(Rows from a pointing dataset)
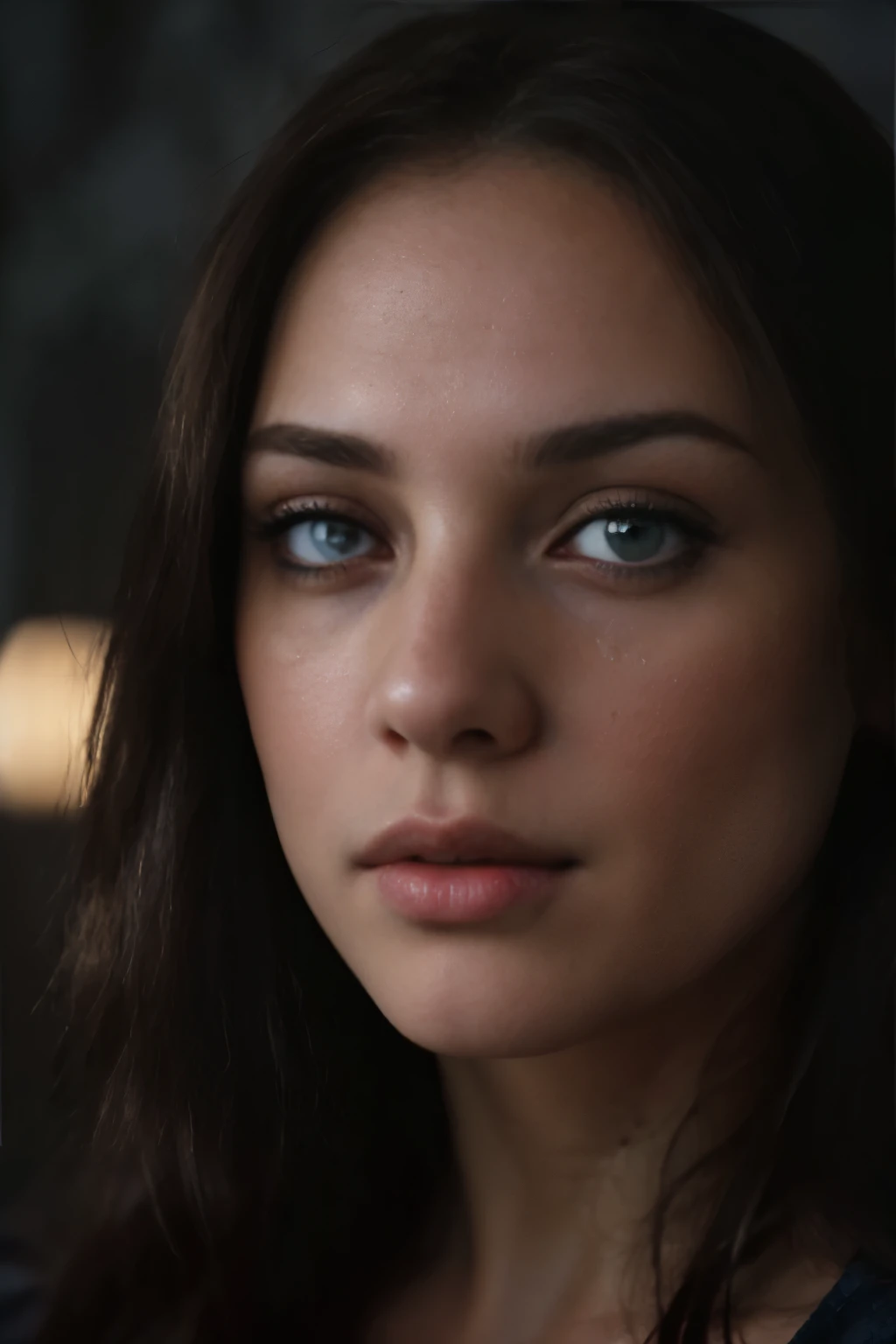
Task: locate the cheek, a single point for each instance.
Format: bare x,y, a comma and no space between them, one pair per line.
298,702
712,754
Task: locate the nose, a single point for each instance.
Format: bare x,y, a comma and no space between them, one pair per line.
451,668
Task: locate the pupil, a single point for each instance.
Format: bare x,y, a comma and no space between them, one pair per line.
323,536
634,541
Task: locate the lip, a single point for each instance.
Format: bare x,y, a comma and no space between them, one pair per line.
465,894
471,840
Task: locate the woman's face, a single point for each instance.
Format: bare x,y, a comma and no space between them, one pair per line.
668,706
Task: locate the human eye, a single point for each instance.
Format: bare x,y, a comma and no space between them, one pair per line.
312,539
639,539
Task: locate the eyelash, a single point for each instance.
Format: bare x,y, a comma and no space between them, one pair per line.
620,509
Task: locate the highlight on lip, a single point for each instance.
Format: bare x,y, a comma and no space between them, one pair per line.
464,892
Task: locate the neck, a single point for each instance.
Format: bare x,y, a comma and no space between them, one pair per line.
560,1156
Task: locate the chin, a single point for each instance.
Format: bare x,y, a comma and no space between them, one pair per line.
497,1022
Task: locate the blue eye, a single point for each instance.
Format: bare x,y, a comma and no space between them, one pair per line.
321,536
630,538
624,539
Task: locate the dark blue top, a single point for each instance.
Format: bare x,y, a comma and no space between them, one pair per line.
858,1309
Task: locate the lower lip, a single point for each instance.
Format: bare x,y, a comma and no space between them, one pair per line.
464,894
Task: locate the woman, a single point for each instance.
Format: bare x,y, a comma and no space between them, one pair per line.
485,924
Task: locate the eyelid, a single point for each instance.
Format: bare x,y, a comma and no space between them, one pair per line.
633,501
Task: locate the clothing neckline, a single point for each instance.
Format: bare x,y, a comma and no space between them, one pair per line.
858,1273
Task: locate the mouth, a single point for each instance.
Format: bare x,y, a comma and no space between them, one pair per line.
461,843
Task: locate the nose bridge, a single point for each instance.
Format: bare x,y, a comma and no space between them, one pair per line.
449,662
452,599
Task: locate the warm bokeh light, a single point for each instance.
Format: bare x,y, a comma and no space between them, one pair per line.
49,680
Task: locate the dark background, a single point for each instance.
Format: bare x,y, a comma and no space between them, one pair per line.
125,127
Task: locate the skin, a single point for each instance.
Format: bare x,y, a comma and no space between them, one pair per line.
682,732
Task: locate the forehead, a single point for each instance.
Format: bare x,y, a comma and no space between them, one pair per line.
488,301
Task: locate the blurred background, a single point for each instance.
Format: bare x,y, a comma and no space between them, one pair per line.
125,127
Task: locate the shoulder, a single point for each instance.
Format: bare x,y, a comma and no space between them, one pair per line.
20,1298
858,1309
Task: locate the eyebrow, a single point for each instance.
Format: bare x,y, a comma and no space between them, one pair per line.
562,446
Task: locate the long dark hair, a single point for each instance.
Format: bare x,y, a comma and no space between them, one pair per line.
248,1145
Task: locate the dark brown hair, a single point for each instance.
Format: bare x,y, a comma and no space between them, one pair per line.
248,1146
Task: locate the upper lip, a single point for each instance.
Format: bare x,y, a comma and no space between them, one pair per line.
465,839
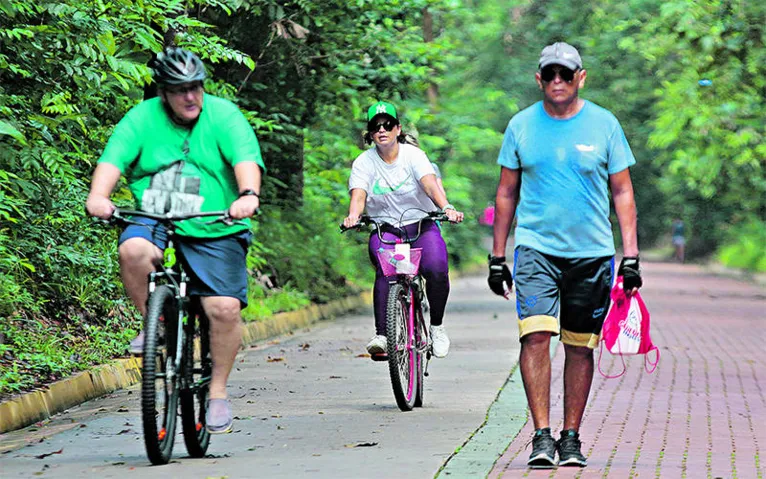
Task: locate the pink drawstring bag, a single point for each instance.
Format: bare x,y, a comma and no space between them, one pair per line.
626,330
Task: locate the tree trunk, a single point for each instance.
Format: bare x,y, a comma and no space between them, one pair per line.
428,37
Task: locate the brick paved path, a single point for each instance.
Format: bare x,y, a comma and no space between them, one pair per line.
701,414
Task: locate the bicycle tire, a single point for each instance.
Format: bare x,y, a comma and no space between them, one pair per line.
159,404
401,359
194,394
421,339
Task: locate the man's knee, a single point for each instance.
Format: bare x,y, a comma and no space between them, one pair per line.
222,309
578,351
138,251
536,339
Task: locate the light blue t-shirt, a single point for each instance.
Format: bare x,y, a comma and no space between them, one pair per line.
565,167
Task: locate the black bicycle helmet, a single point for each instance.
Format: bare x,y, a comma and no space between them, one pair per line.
176,65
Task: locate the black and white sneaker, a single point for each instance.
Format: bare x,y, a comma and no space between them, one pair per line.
543,450
569,449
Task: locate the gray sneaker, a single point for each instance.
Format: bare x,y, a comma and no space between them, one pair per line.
218,419
569,449
543,450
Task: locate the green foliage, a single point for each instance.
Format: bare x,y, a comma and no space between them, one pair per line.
746,247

TASK TO CARRY OUT: Skip the pictures, then retype every line above exactly.

SOLUTION TO THIS PROBLEM:
Task: locate the cheek, a single point for each instance.
Format: bare x,y, a comma and no space between them, one pair per line.
298,702
712,754
Task: locate the nose, a single point for each instance.
Format: bare x,y, a comma and no space between them, one pair per line.
451,668
Task: locate the pupil, a single point for each instance.
Format: bare x,y, a comma and no space between them, one pair per line.
323,536
634,541
Task: locate the lip, a single point for each instance.
Format: bare x,y, a comma and no space between them, one pair per line.
465,894
471,840
Task: locate the woman's face, a single point for each instance.
Format: bare x,y, a comma and no space between them, one pair per line.
668,706
Task: locate the human eye, a single point for each instance.
Format: bare x,y, a comma and no space between them, one pair per line.
312,539
639,539
Task: locate the eyelash, a single point for each instance.
Format: bare x,y, a comma and no space between them, one pair per line.
620,509
Task: locate the highlight on lip, a single point for each instance.
Format: bare x,y, a comma and no space between them, one pair per line.
464,892
Task: locate the neck, a single point for each instance.
Format: bare x,y, a comma and no space between them, one pair per line.
560,1156
Task: locate the chin, a single point for each instance.
Format: bare x,y, a comma and no space between them, one pair per line.
497,1022
Task: locate the blue eye, a single point for each instance.
Format: bare x,y, a comma and no space between them, one pair per line.
321,536
630,538
624,539
Task: locate the dark blue top, a single point for each instance.
Format: bare x,y, a comma and no space between them, one pair per line.
858,1309
Task: locate the lower lip, a single point for each instance.
Format: bare x,y, a comma and no space between them, one pair per line.
464,894
Task: locate the woman, a single point for each instance.
Format: bare x,y, a comma and no space between them, one pair per line.
485,924
Task: locate the eyelid, a single point for each instance.
Format: bare x,y, a comma and no space between them, one pair per line.
633,501
Task: locate the clothing neckline, a single point for each instance.
Format: bare x,y, a comma and no space between them, one pair per line.
858,1273
Task: locate the mouth, a single point for each instance.
Format: bare x,y, a comma and no space between them, one pair per line.
461,843
Task: locate the nose bridge, a single point for each instance.
Format: bare x,y, a comma and no space between them, one pair per line.
449,662
452,599
Task: locate the warm bokeh light, a single point for each instance.
Format: bare x,y, a comma and no space between them, one pair per line.
49,680
Task: locate the dark background, a single point for each instance.
Format: bare x,y, a comma and no space between them, one pair per line.
125,127
Task: locate the skin, a single point for each instance.
Format: bare x,y, a comma and no space between them, one pair per line.
682,732
Task: locate the forehead, a single point for each instance.
Format: bare x,y, a comma and no space between them, one pair per line.
488,301
Task: locate the blurred background, a single point for each instance.
Format: bare x,y, a comma and no space between them, one pair per line.
125,127
Task: locate the shoulder, a single point for each instance.
Format: bare x,y, a comma and no space between them, one pair per line.
20,1298
858,1309
Task: locate the eyebrow, a single point for each instance.
Format: bare x,y, a comma and no space between them, one pair per line.
562,446
Task: locate the long dark hair, a single point for each instance.
Format: bare x,y, a comma and no space between them, one pair per line.
248,1145
Task: locate the dark brown hair, a single point for each instance.
Format: bare x,y, a comma and no space between them, one pair per line.
248,1146
Task: locate the upper lip, a single point for each instance.
Format: bare x,y, a comma and no space between them, one pair per line.
465,839
Task: locate the pink drawstring bag, a single point for each instance.
Format: bare x,y, a comma and no space between them, one pair per line.
626,330
Task: locate the tree trunk, a single point for each instance.
Format: bare x,y, a comma and no space between them, one pair per line.
428,37
Task: locate the brick paved path, a single point for each instance.
Format: bare x,y, a comma and no space between them, one pair per line.
701,414
Task: locate the bicycle tire, a single point for each instance.
Format: bare x,y, a comma and no space between them, one pair per line.
159,404
401,359
194,394
421,339
Task: locate the man's knee, a single point for each instance.
Format: bare x,y, a comma and no space between them, one pair per line.
222,309
578,351
138,251
536,339
Task: locate the light blue t-shirt, a single point for each instance.
Format: bare x,y, a comma and no space between them, one pair per line.
565,167
Task: locate the black bicycle helmet, a single point for each instance.
Format: bare x,y, a comma and no space between them, one pair per line.
176,65
Task: locate the black and white sneaker, a single point for each instance.
Format: bare x,y, a comma and no space between them, one pair per line.
543,450
569,449
Task: locate the gray sneaker, a single point for each instance.
Format: bare x,y, a comma and no space between them, one pair per line.
218,419
569,449
543,450
Task: locate the green foliage, a single point for each instance.
Format: bare x,y, a comma and no space between them, one pair per line.
746,247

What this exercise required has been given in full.